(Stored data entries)
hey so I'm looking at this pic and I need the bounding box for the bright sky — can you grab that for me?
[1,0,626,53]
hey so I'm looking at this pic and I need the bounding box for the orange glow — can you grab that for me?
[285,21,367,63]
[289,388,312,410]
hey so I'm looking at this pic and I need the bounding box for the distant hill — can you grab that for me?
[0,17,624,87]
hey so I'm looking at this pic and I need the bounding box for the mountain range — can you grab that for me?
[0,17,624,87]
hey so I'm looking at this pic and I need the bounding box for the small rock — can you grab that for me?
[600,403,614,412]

» **Assignment**: Retype the entries precisely as they stand.

» **Solution below**:
hey so I'm looking at this pic and I need the bounding box for the bright sky — can you grab that for me?
[1,0,626,53]
hey so I'm looking at this pic and I need the bounding box for the orange glow — can you grab that for me?
[285,21,367,63]
[289,388,312,410]
hey so I'm looking at this pic and I need the bounding box for the distant hill — can you grab that for me?
[0,17,624,87]
hey so I'm looking at this pic and I need the bounding box for the mountain range — can you grab that for me?
[0,17,624,87]
hey so I'm looking at this pic and I need the bounding box for the small rock — can you grab that for me?
[600,403,614,412]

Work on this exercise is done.